╭──
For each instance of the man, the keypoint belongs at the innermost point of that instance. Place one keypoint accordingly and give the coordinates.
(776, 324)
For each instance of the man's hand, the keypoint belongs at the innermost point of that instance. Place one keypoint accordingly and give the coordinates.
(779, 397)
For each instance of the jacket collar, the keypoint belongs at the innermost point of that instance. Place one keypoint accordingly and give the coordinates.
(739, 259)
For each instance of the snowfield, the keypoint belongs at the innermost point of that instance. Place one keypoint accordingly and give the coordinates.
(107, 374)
╰──
╭──
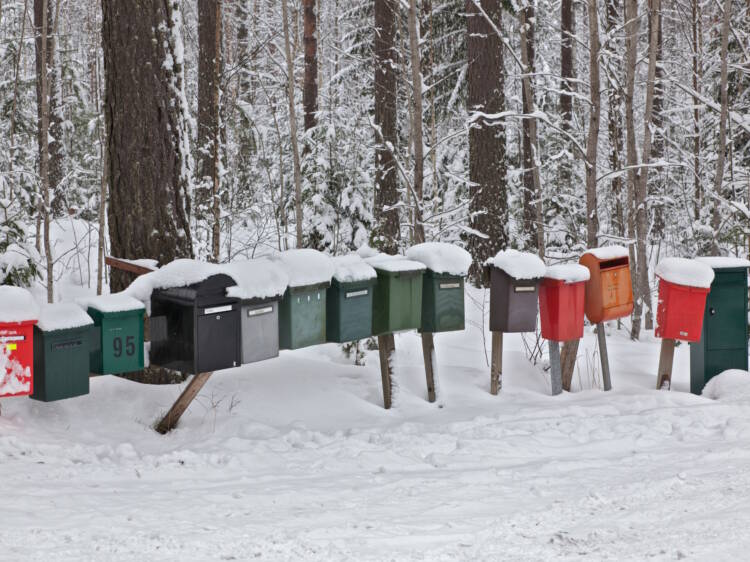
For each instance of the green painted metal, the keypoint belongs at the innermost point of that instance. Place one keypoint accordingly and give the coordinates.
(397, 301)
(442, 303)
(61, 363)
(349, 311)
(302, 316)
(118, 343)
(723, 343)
╰──
§ INSTRUCTIONS FOR THE TASK: Can you collect every line of the material above that contains the string "Place", counting only matches with the same capitalization?

§ OUTPUT BELOW:
For each instance of the man, the keypoint belongs at the innermost point of that instance. Place one keypoint accordingly and give the coordinates.
For each instance of the man's hand, the keypoint belongs at the innermost point of that instance. Place one keypoint accordingly and give the coordinates.
For each instance of the jacket collar, the keypoint belongs at the innermost point of that instance. Place one keypoint accordingly and give the coordinates.
For each instance of the snowfield, the keypoint belongs at the innermost point of that instance. Place one keypoint accordingly and give the coordinates.
For each instance of the green painted metal, the keypoint belongs at the innermost point of that instance. Place one keypoint accordingly and give the coordinates.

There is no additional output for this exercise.